== Short exercise ==
Write out every line of the entries below again, requests included, but reduce each point coordinate in the answers by 15. Omit the pictures.

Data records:
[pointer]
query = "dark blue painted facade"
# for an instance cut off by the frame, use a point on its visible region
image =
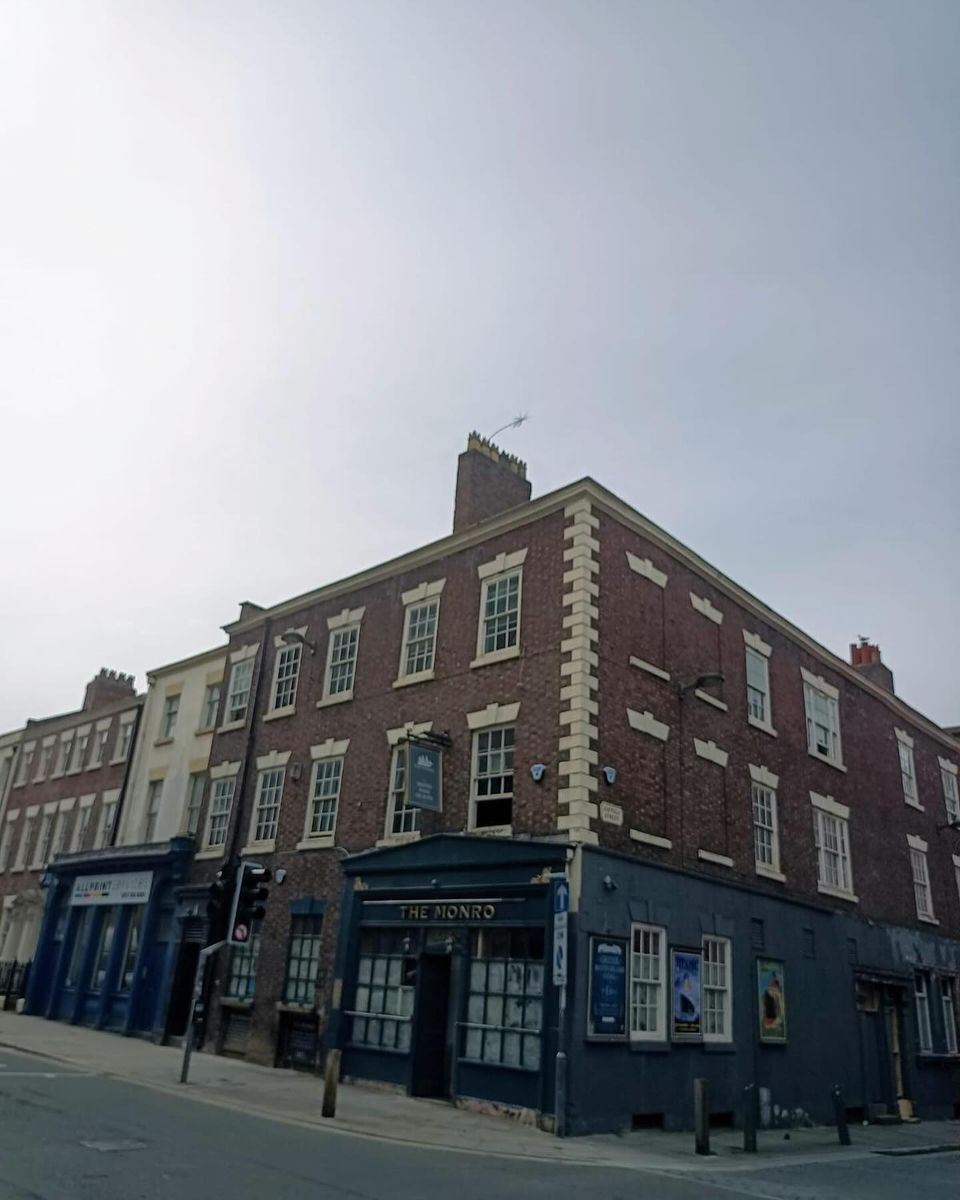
(837, 966)
(109, 966)
(849, 987)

== Result for this task ==
[pointer]
query = "dark blue painted facade"
# for an instance cut off by the frame, use a point on its visible region
image =
(822, 951)
(94, 951)
(834, 972)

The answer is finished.